▶ [Exercise] All lines from the entries below that contain the string "building" should be copied out.

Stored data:
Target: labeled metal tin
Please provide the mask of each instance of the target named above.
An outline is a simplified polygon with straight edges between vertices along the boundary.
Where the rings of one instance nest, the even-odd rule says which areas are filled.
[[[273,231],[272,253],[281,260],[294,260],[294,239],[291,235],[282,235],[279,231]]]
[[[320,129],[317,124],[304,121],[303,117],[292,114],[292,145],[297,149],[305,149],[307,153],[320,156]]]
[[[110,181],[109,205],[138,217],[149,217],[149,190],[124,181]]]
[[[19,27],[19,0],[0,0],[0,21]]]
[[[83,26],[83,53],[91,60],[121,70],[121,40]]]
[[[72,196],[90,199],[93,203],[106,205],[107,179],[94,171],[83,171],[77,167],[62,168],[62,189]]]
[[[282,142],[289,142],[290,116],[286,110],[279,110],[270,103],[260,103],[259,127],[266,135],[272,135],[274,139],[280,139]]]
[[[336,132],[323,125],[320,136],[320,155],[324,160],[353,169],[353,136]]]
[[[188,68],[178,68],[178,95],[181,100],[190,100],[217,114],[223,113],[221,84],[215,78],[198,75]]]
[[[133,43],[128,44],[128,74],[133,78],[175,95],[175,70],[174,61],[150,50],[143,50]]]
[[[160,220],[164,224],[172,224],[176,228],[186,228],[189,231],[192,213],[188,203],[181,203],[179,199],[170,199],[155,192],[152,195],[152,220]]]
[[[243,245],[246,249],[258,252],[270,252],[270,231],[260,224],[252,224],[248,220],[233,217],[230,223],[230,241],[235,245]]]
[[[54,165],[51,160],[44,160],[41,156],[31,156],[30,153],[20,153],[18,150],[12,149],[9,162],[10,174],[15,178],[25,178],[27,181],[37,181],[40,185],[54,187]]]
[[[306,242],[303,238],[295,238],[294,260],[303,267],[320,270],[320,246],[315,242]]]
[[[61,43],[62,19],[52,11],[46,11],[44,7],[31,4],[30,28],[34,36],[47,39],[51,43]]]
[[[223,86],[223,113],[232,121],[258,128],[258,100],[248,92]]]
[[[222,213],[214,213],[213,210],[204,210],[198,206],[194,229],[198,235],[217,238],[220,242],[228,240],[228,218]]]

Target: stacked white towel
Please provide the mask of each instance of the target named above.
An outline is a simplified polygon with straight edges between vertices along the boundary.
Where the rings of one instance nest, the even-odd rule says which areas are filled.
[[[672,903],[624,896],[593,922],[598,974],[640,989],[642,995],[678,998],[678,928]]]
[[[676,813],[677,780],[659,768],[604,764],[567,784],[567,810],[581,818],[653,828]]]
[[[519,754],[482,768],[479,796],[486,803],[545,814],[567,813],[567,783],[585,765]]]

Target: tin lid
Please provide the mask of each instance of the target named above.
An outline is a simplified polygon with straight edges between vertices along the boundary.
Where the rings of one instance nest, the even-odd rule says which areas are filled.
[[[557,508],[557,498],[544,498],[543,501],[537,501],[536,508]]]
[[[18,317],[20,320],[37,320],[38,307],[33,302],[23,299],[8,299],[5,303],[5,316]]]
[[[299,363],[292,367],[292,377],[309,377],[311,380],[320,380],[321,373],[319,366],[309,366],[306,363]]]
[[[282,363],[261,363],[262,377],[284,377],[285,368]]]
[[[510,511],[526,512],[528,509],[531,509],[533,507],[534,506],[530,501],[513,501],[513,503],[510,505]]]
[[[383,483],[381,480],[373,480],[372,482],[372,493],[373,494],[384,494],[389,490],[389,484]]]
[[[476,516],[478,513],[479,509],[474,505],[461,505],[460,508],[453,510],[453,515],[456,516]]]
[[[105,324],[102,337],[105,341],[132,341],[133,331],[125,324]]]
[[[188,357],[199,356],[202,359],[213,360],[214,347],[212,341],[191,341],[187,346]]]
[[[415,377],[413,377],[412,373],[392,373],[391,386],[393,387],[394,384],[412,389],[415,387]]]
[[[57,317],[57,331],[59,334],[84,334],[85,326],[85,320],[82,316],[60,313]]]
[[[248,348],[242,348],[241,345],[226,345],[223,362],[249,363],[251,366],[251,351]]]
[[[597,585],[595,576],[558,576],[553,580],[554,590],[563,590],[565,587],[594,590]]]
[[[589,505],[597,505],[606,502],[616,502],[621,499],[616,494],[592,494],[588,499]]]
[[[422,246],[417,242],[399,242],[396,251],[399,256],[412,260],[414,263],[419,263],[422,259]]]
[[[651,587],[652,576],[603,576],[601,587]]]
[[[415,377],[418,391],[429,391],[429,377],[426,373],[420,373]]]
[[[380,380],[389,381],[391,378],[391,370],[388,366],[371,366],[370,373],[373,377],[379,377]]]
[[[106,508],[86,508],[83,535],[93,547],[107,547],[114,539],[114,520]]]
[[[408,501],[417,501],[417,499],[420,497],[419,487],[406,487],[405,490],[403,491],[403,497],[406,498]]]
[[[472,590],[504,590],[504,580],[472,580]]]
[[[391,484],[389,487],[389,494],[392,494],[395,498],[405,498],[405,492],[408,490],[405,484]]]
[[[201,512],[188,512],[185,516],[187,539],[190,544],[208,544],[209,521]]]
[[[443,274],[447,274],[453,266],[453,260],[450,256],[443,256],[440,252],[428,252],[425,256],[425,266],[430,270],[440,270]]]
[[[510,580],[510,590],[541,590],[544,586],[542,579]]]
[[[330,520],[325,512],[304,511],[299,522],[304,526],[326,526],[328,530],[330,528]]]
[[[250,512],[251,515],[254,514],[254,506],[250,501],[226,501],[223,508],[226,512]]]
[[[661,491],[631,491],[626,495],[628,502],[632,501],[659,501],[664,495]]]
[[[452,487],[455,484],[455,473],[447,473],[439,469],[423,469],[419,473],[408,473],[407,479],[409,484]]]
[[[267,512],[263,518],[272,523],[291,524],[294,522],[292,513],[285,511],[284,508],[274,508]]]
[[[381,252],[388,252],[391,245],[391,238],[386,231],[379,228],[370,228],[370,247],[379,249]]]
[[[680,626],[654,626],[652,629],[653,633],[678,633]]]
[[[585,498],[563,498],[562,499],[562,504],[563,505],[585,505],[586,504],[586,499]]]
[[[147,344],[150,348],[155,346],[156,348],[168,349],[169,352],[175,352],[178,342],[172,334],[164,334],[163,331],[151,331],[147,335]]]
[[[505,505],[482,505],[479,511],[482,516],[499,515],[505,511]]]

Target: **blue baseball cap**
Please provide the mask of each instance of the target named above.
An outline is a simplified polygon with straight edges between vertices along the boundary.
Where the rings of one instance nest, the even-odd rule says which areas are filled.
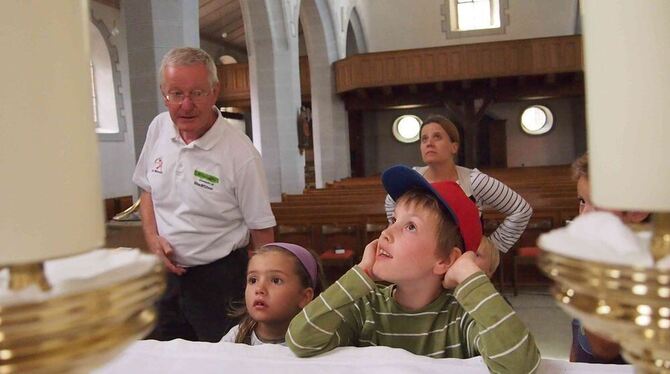
[[[458,183],[453,181],[430,183],[416,170],[405,165],[395,165],[386,169],[382,174],[382,183],[394,201],[415,188],[435,196],[440,208],[458,226],[465,244],[464,250],[477,251],[483,233],[479,209],[465,195]]]

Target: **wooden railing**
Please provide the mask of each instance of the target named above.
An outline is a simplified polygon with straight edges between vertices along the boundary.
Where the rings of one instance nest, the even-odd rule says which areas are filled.
[[[337,93],[576,71],[582,71],[579,35],[366,53],[335,63]]]
[[[309,101],[307,56],[300,57],[300,90]],[[510,40],[449,47],[366,53],[335,63],[338,93],[359,88],[582,71],[581,36]],[[248,106],[249,65],[218,67],[219,101]]]

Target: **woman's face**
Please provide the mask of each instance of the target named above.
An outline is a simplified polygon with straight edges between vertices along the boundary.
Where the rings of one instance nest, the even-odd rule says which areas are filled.
[[[435,122],[421,128],[421,159],[426,164],[454,160],[458,143],[452,142],[446,131]]]

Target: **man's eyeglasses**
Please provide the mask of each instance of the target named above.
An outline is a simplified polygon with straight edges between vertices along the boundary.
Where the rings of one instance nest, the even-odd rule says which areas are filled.
[[[212,93],[212,90],[203,91],[203,90],[193,90],[189,94],[185,94],[181,91],[168,92],[165,95],[165,99],[172,104],[181,104],[184,102],[184,99],[187,97],[191,99],[194,104],[202,104]]]

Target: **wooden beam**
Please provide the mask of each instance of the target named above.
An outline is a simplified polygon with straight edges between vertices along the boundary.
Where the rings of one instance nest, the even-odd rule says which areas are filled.
[[[493,103],[493,99],[491,97],[485,97],[484,101],[482,102],[482,105],[479,107],[479,110],[477,110],[477,113],[475,113],[474,121],[476,123],[479,123],[479,121],[484,118],[484,115],[486,114],[486,109]]]
[[[382,93],[384,96],[391,96],[393,95],[393,87],[392,86],[384,86],[382,87]]]
[[[546,84],[555,84],[556,83],[556,74],[549,73],[544,76],[544,83]]]
[[[356,90],[356,96],[358,96],[361,99],[367,99],[368,91],[366,91],[364,88],[359,88]]]
[[[477,133],[479,121],[475,115],[475,99],[468,98],[463,102],[463,126],[464,138],[461,140],[461,146],[465,146],[465,166],[477,167]]]
[[[447,107],[446,102],[455,108],[464,97],[474,99],[488,98],[491,102],[511,102],[538,100],[559,97],[579,97],[584,96],[584,83],[580,81],[559,82],[556,85],[548,86],[538,82],[536,84],[527,84],[523,87],[516,86],[516,82],[503,85],[499,81],[495,89],[486,85],[473,85],[469,91],[464,91],[458,87],[446,89],[442,92],[432,90],[433,85],[421,89],[416,94],[410,94],[407,90],[393,90],[393,95],[385,96],[381,91],[377,95],[372,95],[373,91],[368,91],[367,98],[362,98],[354,92],[342,95],[347,110],[384,110],[407,107]],[[359,89],[363,90],[363,89]],[[489,103],[490,105],[490,103]],[[460,109],[459,114],[460,114]],[[481,110],[481,108],[480,108]]]
[[[526,84],[526,76],[520,75],[516,77],[516,85],[519,87],[523,87]]]
[[[451,114],[453,114],[456,117],[456,121],[463,123],[466,120],[465,117],[465,112],[459,107],[458,104],[456,104],[455,101],[451,99],[447,99],[444,101],[444,106],[447,108]]]

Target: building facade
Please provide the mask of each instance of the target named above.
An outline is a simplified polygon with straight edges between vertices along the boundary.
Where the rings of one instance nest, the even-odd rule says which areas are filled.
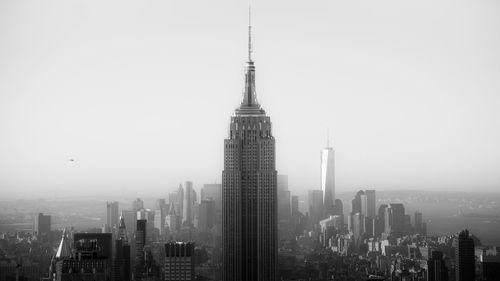
[[[194,243],[166,243],[164,272],[165,281],[194,280]]]

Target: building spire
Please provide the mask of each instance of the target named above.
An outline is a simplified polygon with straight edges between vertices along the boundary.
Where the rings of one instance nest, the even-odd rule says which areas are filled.
[[[252,20],[251,7],[248,7],[248,61],[245,66],[245,89],[243,91],[243,101],[237,109],[239,114],[262,114],[265,113],[257,101],[255,93],[255,65],[252,60]]]
[[[248,61],[252,61],[252,6],[248,5]]]

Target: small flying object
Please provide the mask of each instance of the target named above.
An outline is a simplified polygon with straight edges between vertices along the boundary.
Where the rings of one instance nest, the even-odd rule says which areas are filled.
[[[75,162],[75,159],[73,159],[73,158],[70,158],[70,159],[68,159],[68,160],[69,160],[70,162]]]

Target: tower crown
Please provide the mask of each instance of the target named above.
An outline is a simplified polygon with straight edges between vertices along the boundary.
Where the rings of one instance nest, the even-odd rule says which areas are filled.
[[[255,92],[255,65],[252,60],[252,24],[250,9],[248,10],[248,61],[245,66],[245,89],[243,91],[243,101],[236,109],[236,114],[265,114],[257,101]]]

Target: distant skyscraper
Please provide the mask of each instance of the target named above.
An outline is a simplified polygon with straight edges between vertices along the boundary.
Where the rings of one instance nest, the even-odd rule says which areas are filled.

▶ [Exercise output]
Target: building facade
Target: building spire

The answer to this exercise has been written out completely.